--- DOCUMENT PASSAGE ---
Inside the government’s new plan to revive the Sugar Sector

Inside the government’s new plan to revive the Sugar Sector

A treasury memorandum tabled in parliament by National Assembly Majority Leader Kimani Ichung'wa indicates that the government wants to write off debts mounting to Ksh.115.8 billion it is owed alongside the Kenya Sugar Board.

In what has been a week of withdrawal of cases related to the running of Mumias Sugar Company, following a directive by President William Ruto, the government is now outlining 15 strategic interventions that will guide the revival of five public sugar mills in the country which have been experiencing financial distress since the late 1990s. 

A memorandum by the National Treasury tabled before the National Assembly by the leader of the Majority Kimani Ichung'wa on the 22nd of August outlines 15 proposed strategic interventions that will revive the sector and also ensure the implementation of the sugar industry stakeholder's taskforce report 2019. 

The proposals include; bringing on board private capital, expertise and modernisation of sugar mills with adequate sugar to allow them to run efficiently and operate on commercial principles, enhancing cane development in both nucleus estates and small-holder out-grower farms, addressing stakeholder and community sensitivities on permanent divestiture of land, lease model to be executed by unbundling the nucleus estate land and the factory land, expedite the leasing of the five sugar companies to facilitate rehabilitation and expansion.

Others are the merging of Chemelil and Muhoroni Sugar companies, restructuring of the sugar companies balance sheets, Regulation of Factory Zones, government support for smallholder cane farmers to develop the crop and enhance productivity, enhancing efficient settlement of disputes and enforcing zoning to incentivise investors in the sector. 

On why the government prefers leasing to privatisation, the National Treasury has outlined nine benefits of leasing which include enhanced livelihoods of farmers, modernization of the sugar mills, generation of taxes, cut public sector financing and improved competitiveness.

--- INFORMATION GIVEN ---
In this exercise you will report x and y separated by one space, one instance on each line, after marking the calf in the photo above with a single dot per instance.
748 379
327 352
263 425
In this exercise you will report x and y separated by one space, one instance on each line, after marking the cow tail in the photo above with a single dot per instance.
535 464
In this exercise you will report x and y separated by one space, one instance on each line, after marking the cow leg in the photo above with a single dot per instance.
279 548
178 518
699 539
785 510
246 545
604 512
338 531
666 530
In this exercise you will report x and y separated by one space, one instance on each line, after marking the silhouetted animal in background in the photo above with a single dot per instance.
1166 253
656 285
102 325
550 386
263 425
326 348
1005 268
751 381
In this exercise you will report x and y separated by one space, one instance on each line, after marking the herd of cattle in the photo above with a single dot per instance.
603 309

--- OBJECTIVE 1 ---
In the article on the plan to revive the sugar sector, which two sugar companies does the government propose to merge?
--- OBJECTIVE 2 ---
Continue the article on the government's sugar sector revival plan from the point where it ends.

--- EXERCISE RESULT 1 ---
Chemelil and Muhoroni Sugar companies.

--- EXERCISE RESULT 2 ---
For Mumias Sugar Company with debts relating to the government adding up to Ksh.8.7 billion, the Treasury recommends a revitalization committee be appointed to work with the Board, County Governments and other key stakeholders to identify and implement an effective restructuring plan.

Treasury in its memorandum has put the debt status of the five public sugar mills at Ksh. 128 billion with Nzoia leading with a debt of Ksh.62.6 billion, Muhoroni is second with a debt of over Ksh.26 billion, It is followed by Miwani which is under receivership with debts amounting to Ksh.22 billion, Chemelil and South Nyanza follow suit.

 The Government attributes the challenge of public-owned sugar mills to among other things poor governance, lack of capital and high debt portfolio, and declining cane yields. 

The National Treasury has asked the National Assembly currently on recess to consider and approve the write-off of loans owed by the five public mills to the government and Kenya Sugar Board amounting to Ksh.65.7 billion as of 30th June.

 Approve the Cabinet decision directing the National Treasury Cabinet Secretary to write off tax penalties and interest amounting to Ksh.50 billion as of 30th June and any other additional interest and penalties that have accrued since then.

Treasury also wants parliament to allow vacation of the privatization model approved by parliament in 2015 and also give a nod to the leasing model for the five publicly owned sugar mills.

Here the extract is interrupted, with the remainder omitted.